• [DO THIS]:
Please update the entries below, changing "one instance per line" to "one point per line" and leaving all other text as it stands.

• [GIVEN RECORDS]:
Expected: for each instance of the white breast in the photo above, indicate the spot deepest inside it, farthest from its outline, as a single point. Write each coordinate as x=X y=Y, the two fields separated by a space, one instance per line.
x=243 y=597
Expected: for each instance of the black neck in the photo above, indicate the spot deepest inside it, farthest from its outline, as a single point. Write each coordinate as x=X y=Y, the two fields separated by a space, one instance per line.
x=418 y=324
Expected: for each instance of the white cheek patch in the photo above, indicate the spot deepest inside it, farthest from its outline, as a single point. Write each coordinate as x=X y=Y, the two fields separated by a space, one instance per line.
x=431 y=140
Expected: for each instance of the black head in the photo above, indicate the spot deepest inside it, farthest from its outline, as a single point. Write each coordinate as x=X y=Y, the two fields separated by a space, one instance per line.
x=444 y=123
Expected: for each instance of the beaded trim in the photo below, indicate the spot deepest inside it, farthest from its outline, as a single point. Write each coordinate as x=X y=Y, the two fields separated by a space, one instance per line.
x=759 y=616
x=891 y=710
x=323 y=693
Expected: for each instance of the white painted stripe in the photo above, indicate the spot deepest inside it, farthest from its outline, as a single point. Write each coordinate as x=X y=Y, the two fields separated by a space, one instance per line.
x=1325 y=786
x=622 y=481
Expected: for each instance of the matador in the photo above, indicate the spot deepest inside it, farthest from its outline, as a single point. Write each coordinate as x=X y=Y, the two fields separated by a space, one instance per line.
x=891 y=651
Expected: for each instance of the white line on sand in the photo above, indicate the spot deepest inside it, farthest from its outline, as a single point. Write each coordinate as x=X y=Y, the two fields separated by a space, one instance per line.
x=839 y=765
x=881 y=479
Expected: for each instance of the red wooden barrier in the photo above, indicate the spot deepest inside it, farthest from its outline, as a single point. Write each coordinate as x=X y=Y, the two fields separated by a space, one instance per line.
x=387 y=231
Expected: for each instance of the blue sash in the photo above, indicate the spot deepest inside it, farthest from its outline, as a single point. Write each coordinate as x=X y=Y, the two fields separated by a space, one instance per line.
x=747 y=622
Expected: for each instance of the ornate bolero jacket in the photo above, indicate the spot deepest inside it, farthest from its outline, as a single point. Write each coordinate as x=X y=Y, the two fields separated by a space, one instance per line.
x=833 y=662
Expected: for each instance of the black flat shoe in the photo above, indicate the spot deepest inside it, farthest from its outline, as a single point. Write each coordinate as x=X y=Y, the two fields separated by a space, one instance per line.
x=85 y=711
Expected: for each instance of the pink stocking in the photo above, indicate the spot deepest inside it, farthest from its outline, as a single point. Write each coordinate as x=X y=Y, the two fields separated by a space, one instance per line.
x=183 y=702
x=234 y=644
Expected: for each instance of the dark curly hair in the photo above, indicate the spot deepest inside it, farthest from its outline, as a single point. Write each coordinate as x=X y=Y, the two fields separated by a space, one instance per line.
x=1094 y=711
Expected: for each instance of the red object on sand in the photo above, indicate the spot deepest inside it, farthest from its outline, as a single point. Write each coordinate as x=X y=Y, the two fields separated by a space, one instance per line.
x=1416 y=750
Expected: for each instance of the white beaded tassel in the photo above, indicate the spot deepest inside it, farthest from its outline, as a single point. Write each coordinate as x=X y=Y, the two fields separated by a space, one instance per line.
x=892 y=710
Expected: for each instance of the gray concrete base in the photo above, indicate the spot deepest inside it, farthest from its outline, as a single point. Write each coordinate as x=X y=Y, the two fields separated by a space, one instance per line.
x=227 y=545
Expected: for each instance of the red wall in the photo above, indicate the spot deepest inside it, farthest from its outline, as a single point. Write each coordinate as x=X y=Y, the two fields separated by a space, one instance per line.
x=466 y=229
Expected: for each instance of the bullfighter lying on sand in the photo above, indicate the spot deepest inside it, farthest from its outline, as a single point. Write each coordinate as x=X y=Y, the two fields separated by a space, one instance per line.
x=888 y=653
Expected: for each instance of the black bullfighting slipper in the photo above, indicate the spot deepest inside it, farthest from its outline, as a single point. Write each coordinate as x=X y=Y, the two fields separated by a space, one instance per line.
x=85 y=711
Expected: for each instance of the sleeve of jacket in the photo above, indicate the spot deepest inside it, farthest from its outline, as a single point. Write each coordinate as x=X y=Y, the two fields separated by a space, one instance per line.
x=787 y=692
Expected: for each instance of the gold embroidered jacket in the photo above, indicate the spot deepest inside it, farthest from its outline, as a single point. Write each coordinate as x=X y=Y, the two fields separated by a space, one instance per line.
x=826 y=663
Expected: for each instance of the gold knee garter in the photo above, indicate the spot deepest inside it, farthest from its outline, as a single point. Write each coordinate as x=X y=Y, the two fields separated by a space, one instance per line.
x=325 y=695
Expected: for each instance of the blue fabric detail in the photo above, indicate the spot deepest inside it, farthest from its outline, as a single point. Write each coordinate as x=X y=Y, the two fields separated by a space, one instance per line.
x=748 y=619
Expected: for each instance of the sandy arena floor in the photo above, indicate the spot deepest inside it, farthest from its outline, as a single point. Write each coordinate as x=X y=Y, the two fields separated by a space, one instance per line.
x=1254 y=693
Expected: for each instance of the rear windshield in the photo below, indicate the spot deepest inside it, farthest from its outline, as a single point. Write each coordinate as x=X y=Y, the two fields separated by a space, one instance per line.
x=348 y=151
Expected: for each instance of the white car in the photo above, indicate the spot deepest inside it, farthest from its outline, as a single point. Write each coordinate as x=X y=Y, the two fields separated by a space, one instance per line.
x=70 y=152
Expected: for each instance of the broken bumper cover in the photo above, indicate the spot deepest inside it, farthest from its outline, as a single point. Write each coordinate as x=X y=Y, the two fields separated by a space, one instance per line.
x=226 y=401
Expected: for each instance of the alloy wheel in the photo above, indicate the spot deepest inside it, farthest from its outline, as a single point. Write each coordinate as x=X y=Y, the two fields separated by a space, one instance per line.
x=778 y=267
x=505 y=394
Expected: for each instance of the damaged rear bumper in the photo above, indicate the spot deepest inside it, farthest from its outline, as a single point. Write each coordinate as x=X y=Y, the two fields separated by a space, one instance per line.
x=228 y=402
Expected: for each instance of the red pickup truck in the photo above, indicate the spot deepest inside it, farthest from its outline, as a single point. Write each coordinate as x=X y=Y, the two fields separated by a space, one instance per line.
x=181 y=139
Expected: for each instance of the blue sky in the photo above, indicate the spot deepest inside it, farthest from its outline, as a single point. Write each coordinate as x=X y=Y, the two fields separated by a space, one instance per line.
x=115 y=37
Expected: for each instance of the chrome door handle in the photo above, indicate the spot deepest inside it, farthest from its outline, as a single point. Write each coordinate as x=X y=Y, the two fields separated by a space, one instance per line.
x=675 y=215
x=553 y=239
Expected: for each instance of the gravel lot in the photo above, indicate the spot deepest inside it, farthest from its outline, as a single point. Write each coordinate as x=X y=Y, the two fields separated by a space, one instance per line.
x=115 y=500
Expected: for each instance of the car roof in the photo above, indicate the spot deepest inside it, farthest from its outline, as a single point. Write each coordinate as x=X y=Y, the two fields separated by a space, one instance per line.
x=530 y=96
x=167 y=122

• [EXERCISE RESULT]:
Expected: for each instance of the white breast in the photo above, indicate the spot deepest inside it, farthest from its outline, as a single point. Write each coordinate as x=X y=Y, the two fields separated by a space, one point per line.
x=243 y=597
Expected: for each instance of the black neck in the photo above, indicate the spot deepest inside it, farthest from its outline, as a single point. Write each coordinate as x=X y=Y, the two fields separated by a space, one point per line.
x=418 y=324
Expected: for each instance of the white cheek patch in the photo above, indicate the spot deepest inside it, farthest from its outline, as a single point. Write each coordinate as x=X y=Y, the two fields separated by a space, one point per line.
x=431 y=140
Expected: for each instance of the black head in the photo above, indicate the spot deepest inside it, farthest from its outline, as a single point. Write each coordinate as x=X y=Y, the two fields separated by a space, one point per line.
x=444 y=123
Expected: for each instance of the beaded trim in the photo below, indicate the spot deepest inside it, farthest from its outline, as a single point. Write each coordinate as x=X y=Y, the two fields separated by a space, one point per line.
x=759 y=616
x=891 y=710
x=323 y=693
Expected: for each instance of the white painted stripe in the photo above, indicate the spot deepest inside it, farthest from its outline, as a single point. Write each coordinate as x=X y=Y, the two fields separated by a space, one point per line.
x=1325 y=786
x=622 y=481
Expected: for each instance of the matador in the photo above, indicate the spot deepest inside it, farthest from its outline, as a single point. Write each coordinate as x=X y=Y, the two fields separated by a space, one point per line.
x=891 y=651
Expected: for each instance of the white line on sand in the photo above, indicate the spot deepest inside it, farthest from its outline, as a single point. Write each coordinate as x=X y=Y, the two fields separated by a space, one point per line.
x=839 y=765
x=881 y=479
Expected: for each instance of the red wooden barrier in the photo above, indicate the spot deepest inside it, farthest from its outline, as a single point. Write each coordinate as x=X y=Y, the two fields separated by a space, one point per line.
x=387 y=231
Expected: for each instance of the blue sash in the photo above, indicate the spot deepest inside it, farthest from its outline, as a single point. Write each coordinate as x=X y=Y, the two fields separated by a space, one point per line.
x=747 y=622
Expected: for each instance of the ornate bolero jacket in the photo above, indicate the spot deepest inside it, farthest from its outline, as a single point. Write each coordinate as x=X y=Y, the two fields separated by a space, one point per line.
x=833 y=662
Expected: for each instance of the black flat shoe in the photo above, indicate the spot deepest inside it, farthest from its outline, as a single point. Write each coordinate as x=X y=Y, the two fields separated by a space, one point per line.
x=85 y=711
Expected: for each instance of the pink stocking in the photo above, indicate the spot deepest inside it, farthest from its outline, as a single point. Write each coordinate as x=X y=Y, the two fields separated by a space, one point per line.
x=183 y=702
x=234 y=644
Expected: for each instance of the dark curly hair in the photo above, indicate the spot deepest inside it, farthest from its outline, as a single point. Write each coordinate as x=X y=Y, the two fields separated by a space, one point per line.
x=1094 y=711
Expected: for each instance of the red object on sand in the photo above, indicate the spot deepest inside it, farthest from its outline, as a single point. Write each coordinate as x=X y=Y, the two fields separated by a space, one point per line.
x=1416 y=750
Expected: for each instance of the white beaded tassel in the photo above, indicate the spot deepest inside it, farthest from its outline, as a single point. Write each coordinate as x=X y=Y, the two fields separated by a space, one point per line.
x=892 y=710
Expected: for each instance of the gray concrete base in the photo above, indicate the spot deepest inside it, farthest from its outline, as a single point. Write each coordinate as x=X y=Y, the two fields separated by a space, one point per line.
x=227 y=545
Expected: for each instance of the red wall in the photo above, indicate the spot deepest inside it, farthest from its outline, as a single point. Write each coordinate as x=X y=Y, the two fields separated by a space, one point per line.
x=466 y=229
Expected: for each instance of the bullfighter lying on sand in the photo above, indicate the spot deepest inside it, farthest from its outline, as a single point. Write each coordinate as x=X y=Y, the two fields separated by a space, one point per line.
x=888 y=653
Expected: for each instance of the black bullfighting slipper in the photo above, indicate the spot deepest inside it, farthest from its outline, as a single point. Write each coordinate as x=X y=Y, the two fields separated by a space, one point per line.
x=85 y=711
Expected: for each instance of the sleeve of jacket in the photo above, indicate the spot deepest inside it, farthest from its outline, as a single point. Write each coordinate as x=X y=Y, the two fields separated by a space, one point per line.
x=787 y=692
Expected: for each instance of the gold embroidered jacket in the photo above, indicate the spot deepest inside it, farthest from its outline, as a single point. Write each coordinate as x=X y=Y, the two fields separated by a space, one point per line.
x=826 y=663
Expected: for each instance of the gold knee garter in the photo above, indicate the spot deepest inside it, farthest from its outline, as a single point. Write each coordinate as x=X y=Y, the two fields separated by a space, one point per line.
x=325 y=695
Expected: for each instance of the blue fabric detail in the photo above, indicate the spot deepest inside it, farthest from its outline, as a single point. Write each coordinate as x=X y=Y, the two fields separated by a space, one point per line.
x=748 y=619
Expected: for each instance of the sandy arena floor in the photo above, indicate the spot deepest inside it, farthest from its outline, as a single point. Write each coordinate as x=X y=Y, the two fields separated by a space, one point per line.
x=1254 y=693
Expected: for each instance of the rear windshield in the photo below, indicate the spot deepest inside it, farthest from its outline, as a single point. Write each coordinate as x=X y=Y, the two fields separated by a space, one point per line.
x=348 y=151
Expected: for each instance of the white car in the photo above, indicate the spot deepest inside it, farthest from its outline, as a single point. Write each coordinate as x=X y=Y, the two fields separated by a space, one point per line.
x=70 y=152
Expected: for each instance of the broken bumper cover in the photo above, indicate the spot deepest inside it, farthest from its outline, as a single point. Write each coordinate as x=X y=Y, the two fields separated by a space, one point per line.
x=226 y=401
Expected: for each instance of the alloy wheel in the photo above, indicate the spot deepest inside it, farthest from its outline, as a single point. Write each coordinate as x=X y=Y, the two fields separated by a space, one point per line.
x=778 y=267
x=505 y=394
Expected: for each instance of the damaged rear bumper in the photo above, indicate the spot deepest inside it, farthest from its outline, as a single point. Write each coordinate as x=X y=Y, the two fields separated by a space, one point per line.
x=228 y=402
Expected: for each instance of the red pickup truck in the photo above, indicate the spot deepest inside it, farthest from its outline, as a single point. Write each coordinate as x=X y=Y, the two fields separated by a space, one point per line.
x=181 y=139
Expected: for each instance of the blue sky in the photo above, indicate the spot deepest inside it, farthest from its outline, as a single point. Write each coordinate as x=X y=Y, the two fields separated by a space, one point per line.
x=115 y=37
Expected: for each instance of the chrome door handle in the photo above, indicate the spot deepest inside it, farthest from its outline, as a single point. Write each coordinate as x=X y=Y, the two fields separated by a space, one point per line.
x=675 y=215
x=553 y=239
Expected: for each instance of the gravel lot in the photo above, indicate the spot deepest inside it, farthest from its outline, as a single point. Write each coordinate as x=X y=Y, the two fields separated by a space, one point per line.
x=115 y=500
Expected: for each instance of the car roof in the photo above, indicate the spot deepest inside it, farthest from its outline, as a single point. Write each coordinate as x=X y=Y, the two fields separated by a space, one point per line.
x=530 y=96
x=167 y=122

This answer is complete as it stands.